• EXERCICE PROPOSÉ 1:
Dans le passage fourni, quel vin est appelé à la barre comme « témoin de poids » ?
• EXERCICE PROPOSÉ 2:
Recopiez fidèlement le passage fourni depuis « Quand apparaissent les » jusqu'à « balbutié m’a plu. » inclus.

• PASSAGE FOURNI:
* * *

Mon convive commande tête de veau et pied de porc, la tête et les jambes, je commande escargots et pieds de porc, tout cela est particulièrement français. J’appelle à la barre, puisqu’il faut un témoin de poids un Riesling Clos Sainte-Hune Trimbach 1976. L’odeur est magnifique, d’une classe folle. La couleur est d’un or jaune réjouissant. Je suis un peu étonné qu’en bouche, la trace citronnée appuyée occulte le message de Riesling. Je n’en dis rien, mais le vin est effectivement un peu limité, loin des perfections que ce millésime m’a déjà réservées. Le cromesquis servi en amuse-bouche est absolument délicieux.
Quand apparaissent les pieds de porcs, il serait peut-être temps de penserau Richebourg, mais je voudrais que le Riesling ait l’occasion de briller, car je le sens – rien qu’en voyant l’assiette – fait pour le plat. Et c’est un accord de rêve. Sur le dernier quart du plat (un porc a toujours quatre pattes), je verse le Richebourg. Un nez assez envoûtant de bourgogne ceint d’une tenture lourde. Le vin est objectivement fatigué, mais il raconte des histoires de Bourgogne. Il y a de la poussière, surtout du sel, mais on sent en filigrane l’autiste qui voudrait parler. Il y a un message qui ne demande qu’à être lu. Alors, selon que l’on sera rigoriste ou bienveillant, on aura un bourgogne fatigué ou un parchemin qui guide vers un trésor. Ce message balbutié m’a plu.

* * *

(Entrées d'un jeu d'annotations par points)
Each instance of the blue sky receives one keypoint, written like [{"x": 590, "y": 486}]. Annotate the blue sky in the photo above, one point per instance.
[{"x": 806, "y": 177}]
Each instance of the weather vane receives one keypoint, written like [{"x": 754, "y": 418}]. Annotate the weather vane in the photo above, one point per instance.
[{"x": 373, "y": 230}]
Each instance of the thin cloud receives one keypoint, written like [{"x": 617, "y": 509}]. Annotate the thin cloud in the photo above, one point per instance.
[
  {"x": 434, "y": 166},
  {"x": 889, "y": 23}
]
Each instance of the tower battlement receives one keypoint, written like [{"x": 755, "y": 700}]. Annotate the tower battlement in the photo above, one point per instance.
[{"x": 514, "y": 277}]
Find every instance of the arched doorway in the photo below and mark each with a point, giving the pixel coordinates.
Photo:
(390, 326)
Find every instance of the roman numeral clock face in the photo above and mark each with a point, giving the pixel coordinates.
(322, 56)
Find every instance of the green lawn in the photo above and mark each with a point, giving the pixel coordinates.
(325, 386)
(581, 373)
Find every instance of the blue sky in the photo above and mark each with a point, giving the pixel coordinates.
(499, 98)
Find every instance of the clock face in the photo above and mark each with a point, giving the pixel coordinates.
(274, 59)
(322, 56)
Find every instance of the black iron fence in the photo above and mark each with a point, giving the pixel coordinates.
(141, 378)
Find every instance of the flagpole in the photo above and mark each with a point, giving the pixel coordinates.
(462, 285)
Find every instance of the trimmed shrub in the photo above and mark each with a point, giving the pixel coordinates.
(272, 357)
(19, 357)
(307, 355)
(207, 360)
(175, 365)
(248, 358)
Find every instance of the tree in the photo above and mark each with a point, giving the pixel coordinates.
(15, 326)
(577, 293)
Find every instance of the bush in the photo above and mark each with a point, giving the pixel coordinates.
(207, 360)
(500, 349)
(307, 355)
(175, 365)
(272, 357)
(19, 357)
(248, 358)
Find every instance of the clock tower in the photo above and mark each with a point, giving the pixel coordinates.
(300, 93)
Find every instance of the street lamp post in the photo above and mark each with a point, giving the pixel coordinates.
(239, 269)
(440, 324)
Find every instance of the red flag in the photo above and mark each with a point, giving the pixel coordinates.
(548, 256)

* * *

• RÉPONSE RÉDIGÉE 1:
Un Riesling Clos Sainte-Hune Trimbach 1976.

• RÉPONSE RÉDIGÉE 2:
Quand apparaissent les pieds de porcs, il serait peut-être temps de penserau Richebourg, mais je voudrais que le Riesling ait l’occasion de briller, car je le sens – rien qu’en voyant l’assiette – fait pour le plat. Et c’est un accord de rêve. Sur le dernier quart du plat (un porc a toujours quatre pattes), je verse le Richebourg. Un nez assez envoûtant de bourgogne ceint d’une tenture lourde. Le vin est objectivement fatigué, mais il raconte des histoires de Bourgogne. Il y a de la poussière, surtout du sel, mais on sent en filigrane l’autiste qui voudrait parler. Il y a un message qui ne demande qu’à être lu. Alors, selon que l’on sera rigoriste ou bienveillant, on aura un bourgogne fatigué ou un parchemin qui guide vers un trésor. Ce message balbutié m’a plu.